### Task details:
Copy all lines holding the word "concrete" from the entries.
[[ Data for analysis open ]]
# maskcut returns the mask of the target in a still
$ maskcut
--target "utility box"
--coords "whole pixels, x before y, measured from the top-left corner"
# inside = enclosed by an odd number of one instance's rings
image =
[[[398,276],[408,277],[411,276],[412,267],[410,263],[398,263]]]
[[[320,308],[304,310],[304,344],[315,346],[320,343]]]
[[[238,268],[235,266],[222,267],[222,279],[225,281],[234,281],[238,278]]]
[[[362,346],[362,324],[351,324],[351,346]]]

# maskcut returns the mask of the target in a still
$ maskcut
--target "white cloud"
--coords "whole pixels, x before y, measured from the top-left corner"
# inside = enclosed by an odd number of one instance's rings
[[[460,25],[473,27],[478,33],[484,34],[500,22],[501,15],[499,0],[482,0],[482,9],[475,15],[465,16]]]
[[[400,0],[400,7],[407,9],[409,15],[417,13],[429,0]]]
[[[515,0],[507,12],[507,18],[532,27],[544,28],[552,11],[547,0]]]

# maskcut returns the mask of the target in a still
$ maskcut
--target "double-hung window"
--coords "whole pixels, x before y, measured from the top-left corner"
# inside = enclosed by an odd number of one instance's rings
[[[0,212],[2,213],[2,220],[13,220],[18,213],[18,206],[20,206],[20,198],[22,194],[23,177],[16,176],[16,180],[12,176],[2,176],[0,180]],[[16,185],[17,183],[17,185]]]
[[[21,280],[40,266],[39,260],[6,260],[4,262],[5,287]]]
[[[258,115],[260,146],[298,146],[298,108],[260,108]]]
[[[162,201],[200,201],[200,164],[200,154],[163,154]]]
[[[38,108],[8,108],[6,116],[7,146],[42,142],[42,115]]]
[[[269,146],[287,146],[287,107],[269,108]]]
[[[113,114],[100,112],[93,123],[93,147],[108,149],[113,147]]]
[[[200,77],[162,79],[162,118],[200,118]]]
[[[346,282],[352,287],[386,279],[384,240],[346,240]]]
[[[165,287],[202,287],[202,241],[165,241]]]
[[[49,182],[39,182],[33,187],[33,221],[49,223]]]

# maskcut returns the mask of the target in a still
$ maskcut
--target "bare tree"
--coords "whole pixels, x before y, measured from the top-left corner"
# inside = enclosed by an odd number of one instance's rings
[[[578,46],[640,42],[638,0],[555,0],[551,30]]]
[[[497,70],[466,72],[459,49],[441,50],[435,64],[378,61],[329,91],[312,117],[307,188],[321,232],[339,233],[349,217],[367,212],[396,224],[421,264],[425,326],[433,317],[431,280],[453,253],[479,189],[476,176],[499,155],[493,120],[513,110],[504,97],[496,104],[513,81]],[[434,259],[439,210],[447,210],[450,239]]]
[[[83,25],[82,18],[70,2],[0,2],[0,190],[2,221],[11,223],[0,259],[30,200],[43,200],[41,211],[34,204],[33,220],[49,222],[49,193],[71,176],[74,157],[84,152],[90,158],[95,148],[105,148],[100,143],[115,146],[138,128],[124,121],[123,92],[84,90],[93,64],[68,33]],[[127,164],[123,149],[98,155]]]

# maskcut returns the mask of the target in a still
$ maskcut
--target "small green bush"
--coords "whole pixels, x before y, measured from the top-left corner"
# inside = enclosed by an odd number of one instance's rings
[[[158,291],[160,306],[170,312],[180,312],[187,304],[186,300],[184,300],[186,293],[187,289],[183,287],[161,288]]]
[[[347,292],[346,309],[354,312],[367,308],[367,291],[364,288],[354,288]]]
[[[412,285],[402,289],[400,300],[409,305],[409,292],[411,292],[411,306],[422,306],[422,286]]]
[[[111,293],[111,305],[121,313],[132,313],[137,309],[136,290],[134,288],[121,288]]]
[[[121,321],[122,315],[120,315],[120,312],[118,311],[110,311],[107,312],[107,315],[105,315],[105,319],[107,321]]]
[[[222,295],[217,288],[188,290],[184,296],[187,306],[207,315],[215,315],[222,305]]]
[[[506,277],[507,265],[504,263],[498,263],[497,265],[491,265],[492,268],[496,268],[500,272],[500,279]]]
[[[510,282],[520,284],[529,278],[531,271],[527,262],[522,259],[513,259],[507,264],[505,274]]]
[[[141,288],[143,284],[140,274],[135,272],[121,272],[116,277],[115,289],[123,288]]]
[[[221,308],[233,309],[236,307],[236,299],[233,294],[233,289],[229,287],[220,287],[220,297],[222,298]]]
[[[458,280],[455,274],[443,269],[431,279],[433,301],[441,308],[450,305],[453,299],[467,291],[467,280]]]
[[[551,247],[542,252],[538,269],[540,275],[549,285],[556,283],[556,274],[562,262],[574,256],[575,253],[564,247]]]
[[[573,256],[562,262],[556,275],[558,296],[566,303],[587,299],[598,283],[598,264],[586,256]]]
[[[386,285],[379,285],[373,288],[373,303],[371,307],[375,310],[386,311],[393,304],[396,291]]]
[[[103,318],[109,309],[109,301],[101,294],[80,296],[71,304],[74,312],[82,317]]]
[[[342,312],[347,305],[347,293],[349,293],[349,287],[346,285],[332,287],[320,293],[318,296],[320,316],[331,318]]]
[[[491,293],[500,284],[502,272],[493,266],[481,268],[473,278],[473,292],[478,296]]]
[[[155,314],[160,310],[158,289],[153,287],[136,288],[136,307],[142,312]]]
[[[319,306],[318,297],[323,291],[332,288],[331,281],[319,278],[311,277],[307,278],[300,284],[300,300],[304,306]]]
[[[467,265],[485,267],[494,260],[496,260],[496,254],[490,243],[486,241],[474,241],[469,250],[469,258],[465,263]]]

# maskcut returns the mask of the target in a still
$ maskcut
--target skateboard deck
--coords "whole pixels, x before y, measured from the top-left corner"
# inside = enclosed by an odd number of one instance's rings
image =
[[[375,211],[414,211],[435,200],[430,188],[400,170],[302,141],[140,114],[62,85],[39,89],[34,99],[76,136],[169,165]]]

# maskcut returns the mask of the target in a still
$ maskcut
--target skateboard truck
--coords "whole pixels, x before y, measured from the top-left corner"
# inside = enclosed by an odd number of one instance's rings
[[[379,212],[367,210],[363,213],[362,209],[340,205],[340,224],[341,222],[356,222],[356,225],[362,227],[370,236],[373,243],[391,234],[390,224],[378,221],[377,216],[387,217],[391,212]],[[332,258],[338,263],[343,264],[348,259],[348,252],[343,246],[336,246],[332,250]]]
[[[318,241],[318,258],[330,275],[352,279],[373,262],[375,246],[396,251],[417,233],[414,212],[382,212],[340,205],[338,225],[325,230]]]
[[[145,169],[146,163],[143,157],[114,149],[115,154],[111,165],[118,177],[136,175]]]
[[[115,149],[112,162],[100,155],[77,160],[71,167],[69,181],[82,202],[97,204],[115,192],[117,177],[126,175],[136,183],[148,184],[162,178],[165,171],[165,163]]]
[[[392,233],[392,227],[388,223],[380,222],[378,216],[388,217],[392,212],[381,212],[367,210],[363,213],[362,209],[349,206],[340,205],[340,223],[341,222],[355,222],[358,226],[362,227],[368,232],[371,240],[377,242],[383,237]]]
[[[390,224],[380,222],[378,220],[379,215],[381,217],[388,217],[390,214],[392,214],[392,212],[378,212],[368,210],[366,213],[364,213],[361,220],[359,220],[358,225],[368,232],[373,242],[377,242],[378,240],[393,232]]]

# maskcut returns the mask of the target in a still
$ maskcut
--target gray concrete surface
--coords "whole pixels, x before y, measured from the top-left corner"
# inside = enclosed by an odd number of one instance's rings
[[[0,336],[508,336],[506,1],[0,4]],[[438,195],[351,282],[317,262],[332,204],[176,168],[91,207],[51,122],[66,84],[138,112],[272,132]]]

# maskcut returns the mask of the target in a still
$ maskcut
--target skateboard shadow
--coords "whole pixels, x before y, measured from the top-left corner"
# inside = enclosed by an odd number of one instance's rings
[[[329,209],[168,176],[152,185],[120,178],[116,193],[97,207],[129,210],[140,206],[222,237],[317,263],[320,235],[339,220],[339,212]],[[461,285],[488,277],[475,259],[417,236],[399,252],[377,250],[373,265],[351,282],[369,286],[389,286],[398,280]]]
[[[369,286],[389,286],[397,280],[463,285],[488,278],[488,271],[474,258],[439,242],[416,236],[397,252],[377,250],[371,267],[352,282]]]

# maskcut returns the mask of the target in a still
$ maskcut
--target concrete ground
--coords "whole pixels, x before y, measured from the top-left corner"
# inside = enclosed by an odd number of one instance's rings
[[ Data for analysis closed ]]
### Output for this task:
--target gray concrete surface
--target concrete ground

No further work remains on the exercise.